#### Data for this task
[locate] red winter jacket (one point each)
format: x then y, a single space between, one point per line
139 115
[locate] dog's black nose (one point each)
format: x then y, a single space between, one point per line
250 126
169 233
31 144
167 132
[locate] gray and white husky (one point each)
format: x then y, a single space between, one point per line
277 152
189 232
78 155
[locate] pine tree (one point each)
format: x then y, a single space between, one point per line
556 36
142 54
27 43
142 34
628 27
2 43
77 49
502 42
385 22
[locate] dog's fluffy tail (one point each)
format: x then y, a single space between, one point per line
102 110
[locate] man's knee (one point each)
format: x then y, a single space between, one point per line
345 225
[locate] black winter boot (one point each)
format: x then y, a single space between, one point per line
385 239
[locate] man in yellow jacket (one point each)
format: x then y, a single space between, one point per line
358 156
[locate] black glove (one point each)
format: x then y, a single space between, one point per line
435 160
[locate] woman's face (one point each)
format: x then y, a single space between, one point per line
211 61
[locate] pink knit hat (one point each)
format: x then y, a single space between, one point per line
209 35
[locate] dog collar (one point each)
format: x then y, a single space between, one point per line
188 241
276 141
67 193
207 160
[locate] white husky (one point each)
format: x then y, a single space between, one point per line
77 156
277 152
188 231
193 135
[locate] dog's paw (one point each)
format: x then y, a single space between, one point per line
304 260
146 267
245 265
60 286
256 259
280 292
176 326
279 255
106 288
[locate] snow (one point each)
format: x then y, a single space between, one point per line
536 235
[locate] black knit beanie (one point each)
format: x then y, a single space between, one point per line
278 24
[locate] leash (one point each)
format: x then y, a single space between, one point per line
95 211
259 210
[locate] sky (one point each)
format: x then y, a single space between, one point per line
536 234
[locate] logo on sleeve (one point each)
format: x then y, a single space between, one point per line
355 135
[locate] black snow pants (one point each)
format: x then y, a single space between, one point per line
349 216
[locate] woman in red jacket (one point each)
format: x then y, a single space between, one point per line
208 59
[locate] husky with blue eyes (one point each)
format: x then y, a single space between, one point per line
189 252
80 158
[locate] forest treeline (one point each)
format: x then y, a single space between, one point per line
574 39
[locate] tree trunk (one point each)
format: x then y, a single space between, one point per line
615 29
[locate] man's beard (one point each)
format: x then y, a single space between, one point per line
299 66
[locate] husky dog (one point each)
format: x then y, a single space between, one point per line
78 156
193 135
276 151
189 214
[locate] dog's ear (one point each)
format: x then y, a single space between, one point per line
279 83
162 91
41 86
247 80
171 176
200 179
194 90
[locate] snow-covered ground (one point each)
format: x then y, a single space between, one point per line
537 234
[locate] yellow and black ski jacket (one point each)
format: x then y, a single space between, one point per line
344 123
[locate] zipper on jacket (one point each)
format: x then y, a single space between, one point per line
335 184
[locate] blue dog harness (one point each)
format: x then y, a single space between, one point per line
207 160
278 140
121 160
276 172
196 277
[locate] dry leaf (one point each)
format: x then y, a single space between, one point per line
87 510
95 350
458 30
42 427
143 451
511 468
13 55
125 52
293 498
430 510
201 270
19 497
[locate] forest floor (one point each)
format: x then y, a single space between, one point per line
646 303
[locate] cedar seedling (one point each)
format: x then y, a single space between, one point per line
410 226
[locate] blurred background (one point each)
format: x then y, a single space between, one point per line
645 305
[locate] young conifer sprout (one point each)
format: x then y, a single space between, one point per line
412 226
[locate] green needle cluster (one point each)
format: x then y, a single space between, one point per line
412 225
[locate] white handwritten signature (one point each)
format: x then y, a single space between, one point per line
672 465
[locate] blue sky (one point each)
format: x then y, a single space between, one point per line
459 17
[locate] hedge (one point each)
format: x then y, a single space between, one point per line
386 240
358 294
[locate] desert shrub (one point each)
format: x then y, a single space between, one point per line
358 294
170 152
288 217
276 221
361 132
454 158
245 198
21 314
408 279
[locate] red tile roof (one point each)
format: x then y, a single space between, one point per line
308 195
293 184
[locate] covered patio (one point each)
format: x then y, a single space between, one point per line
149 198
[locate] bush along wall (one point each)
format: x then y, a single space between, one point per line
########
Task objective = Can you rewrite the lines above as a numbered list, leaving out any blank lines?

Correct result =
1. [locate] red winter jacket (one point each)
2. format: x then y, a single space between, one point per line
3. 139 115
4. [locate] dog's black nose (one point each)
5. format: x then y, a single space between, one point per line
6. 250 126
7. 169 233
8. 31 144
9. 167 132
10. [locate] gray and white husky (one point each)
11. format: x then y, a single space between, one point per line
12. 277 152
13. 189 232
14. 78 155
15. [locate] pine tree (one point each)
16. format: x then y, a single space between, one point per line
17. 556 36
18. 142 54
19. 27 43
20. 142 34
21. 628 27
22. 2 43
23. 77 49
24. 502 42
25. 385 22
26. [locate] dog's fluffy tail (one point each)
27. format: x then y, a single space between, one point per line
28. 102 110
29. [locate] man's knee (one point each)
30. format: x then y, a single space between, one point per line
31. 345 225
32. [locate] black winter boot (one point each)
33. format: x then y, a single space between, one point per line
34. 385 239
35. [locate] man in yellow jacket (one point each)
36. format: x then y, a single space between, one point per line
37. 358 156
38. [locate] black glove (one point each)
39. format: x then y, a single space between, one point per line
40. 435 160
41. [locate] woman's face (one point each)
42. format: x then y, a single space between, one point per line
43. 211 61
44. [locate] pink knit hat (one point each)
45. format: x then y, a single space between, one point per line
46. 209 35
47. [locate] dog collar (one point each)
48. format: x then y, a single space between, one point per line
49. 188 241
50. 276 141
51. 67 193
52. 207 160
53. [locate] white husky (one point each)
54. format: x then y, a single space between, one point per line
55. 77 156
56. 277 152
57. 188 231
58. 193 135
59. [locate] dog's paw (one point each)
60. format: x then y, a single space between, one point per line
61. 304 260
62. 146 267
63. 245 265
64. 60 286
65. 256 259
66. 280 292
67. 176 326
68. 279 255
69. 106 288
70. [locate] snow (one point each)
71. format: x then y, a single space between, one point per line
72. 536 235
73. [locate] black knit beanie (one point each)
74. format: x then y, a single space between, one point per line
75. 278 24
76. [locate] leash (one point each)
77. format: x then y, a single space between, one point per line
78. 95 211
79. 259 210
80. [locate] sky (one point each)
81. format: x then y, a single space between, one point per line
82. 536 234
83. [locate] logo on sleeve (one point each)
84. format: x then y, a single space between, one point per line
85. 355 135
86. [locate] black snow pants (one point each)
87. format: x then y, a single space between, one point per line
88. 349 216
89. [locate] woman in red jacket (one point each)
90. format: x then y, a single space between, one point per line
91. 208 59
92. [locate] husky with blue eyes (one point each)
93. format: x then y, a single space between, one point per line
94. 189 252
95. 80 158
96. [locate] forest treeline (one point each)
97. format: x then y, a single space between, one point per line
98. 574 39
99. [locate] tree trunk (one point each)
100. format: x then y, a single space between, one point per line
101. 615 29
102. [locate] man's beard (one point each)
103. format: x then y, a single space between, one point per line
104. 299 66
105. [locate] husky dog (one point each)
106. format: x then y, a single space between, one point per line
107. 78 156
108. 193 135
109. 276 151
110. 189 214
111. [locate] dog's ear (one point each)
112. format: x then y, a single space between, one point per line
113. 279 83
114. 162 91
115. 41 86
116. 247 80
117. 171 176
118. 200 179
119. 194 90
120. [locate] snow-covered ground (one point each)
121. format: x then y, a single space between, one point per line
122. 537 234
123. [locate] yellow and black ski jacket (one point each)
124. format: x then y, a single space between, one point per line
125. 344 123
126. [locate] zipper on jacket (one point each)
127. format: x then y, a single space between, one point per line
128. 335 184
129. [locate] blue dog harness (one point each)
130. format: x then y, a single space between, one point per line
131. 207 160
132. 278 140
133. 121 160
134. 276 172
135. 196 277
136. [locate] dry leaf (one point each)
137. format: x then y, a single space between, one point per line
138. 87 510
139. 95 350
140. 458 30
141. 42 427
142. 143 451
143. 511 468
144. 13 55
145. 125 52
146. 293 498
147. 430 510
148. 201 270
149. 19 497
150. [locate] forest floor (one point each)
151. format: x then y, a single space between, one point per line
152. 646 303
153. [locate] cedar seedling (one point each)
154. format: x then y, a single space between, one point per line
155. 410 226
156. [locate] blurred background (one point each)
157. format: x then y, a single space between, one point per line
158. 645 305
159. [locate] young conifer sprout (one point each)
160. format: x then y, a single space between, one point per line
161. 412 226
162. [locate] green needle cluster (one point each)
163. format: x then y, a single space between, one point per line
164. 412 225
165. [locate] white handwritten signature (one point each)
166. format: x then y, a single space between, one point per line
167. 672 465
168. [locate] blue sky (one point each)
169. format: x then y, a single space between, one point per line
170. 459 17
171. [locate] hedge (one point each)
172. format: x then y, a single space between, one point per line
173. 386 240
174. 358 294
175. [locate] desert shrub (one point each)
176. format: x then y, a single space between, one point per line
177. 358 294
178. 170 152
179. 288 217
180. 276 221
181. 361 132
182. 454 158
183. 245 198
184. 21 314
185. 408 279
186. [locate] red tile roof (one point each)
187. format: x then y, a single space between, one point per line
188. 308 195
189. 293 184
190. [locate] covered patio (one point each)
191. format: x then y, a single space between, one point per line
192. 149 198
193. [locate] bush along wall (one point each)
194. format: x then y, a single space between, one point per line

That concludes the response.